Monday, February 20, 2017

Enter the Villain

You know when you meet someone, and they give you a bad feeling......like, a feeling in your stomach, you just can't quite describe?

I got that feeling the first time I spoke with our Monroe Town Supervisor.

It was like I was being swindled, with every word he chose, every attempt to "win" me over, I became more and more uneasy.

I can deal with a salesperson.  He or she has a sale to make, and they want you to feel good about buying whatever they're selling.  With the Supervisor, it was different.  He was just lying.

In November of 2012, my neighbor called me to tell me that our brand new, six cinema multiplex theater in our village was purchased by our Town Board.

The theater had gone out of business, rather quickly.  Not because people weren't attending movies, but, because the owner had gotten himself into legal and financial trouble and wound up in prison.

The bank took the building, and subsequently auctioned it off.

The Town Board, at a budget meeting, with no public present, and without any prior public input, resolved to purchase the movie theater, at auction, the very next day, for up to one million dollars.

The Board sent one Councilman to the auction where he won the bid for $880,000.

The Town Board had no business plan and no fleshed out, concrete idea as to what they could or would do with this building.  In the Times Herald Record article, Board members mentioned that they planned on possibly using the building as a Town Hall.

::::::::

> Aim 1: Repeat the blog post word for word from "I got that feeling" to "and more uneasy.".
The blog post has no connection to the listing that comes after it.

> Stored records:
::::::::

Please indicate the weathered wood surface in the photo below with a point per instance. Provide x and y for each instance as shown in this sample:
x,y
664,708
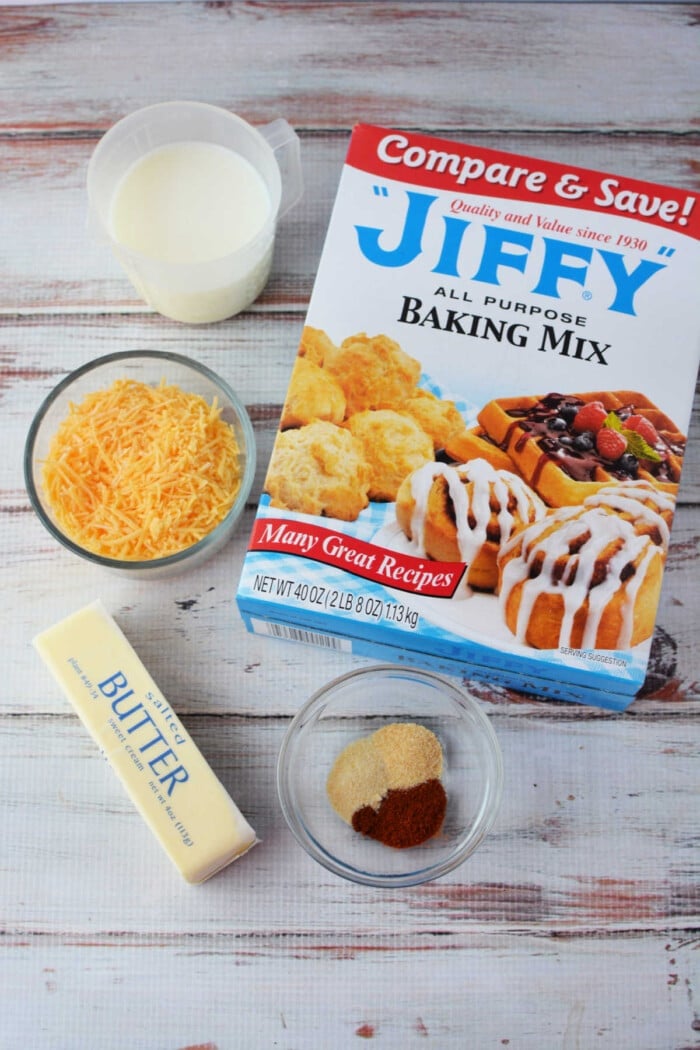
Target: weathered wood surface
x,y
575,924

::::::::

> Aim 2: Reproduce every line of the listing exactly, leaving out the picture.

> Response 1:
I got that feeling the first time I spoke with our Monroe Town Supervisor.

It was like I was being swindled, with every word he chose, every attempt to "win" me over, I became more and more uneasy.

> Response 2:
Please indicate the weathered wood surface in the photo below with a point per instance. Provide x and y for each instance as shown in this sample:
x,y
664,708
Target: weathered wood surface
x,y
575,924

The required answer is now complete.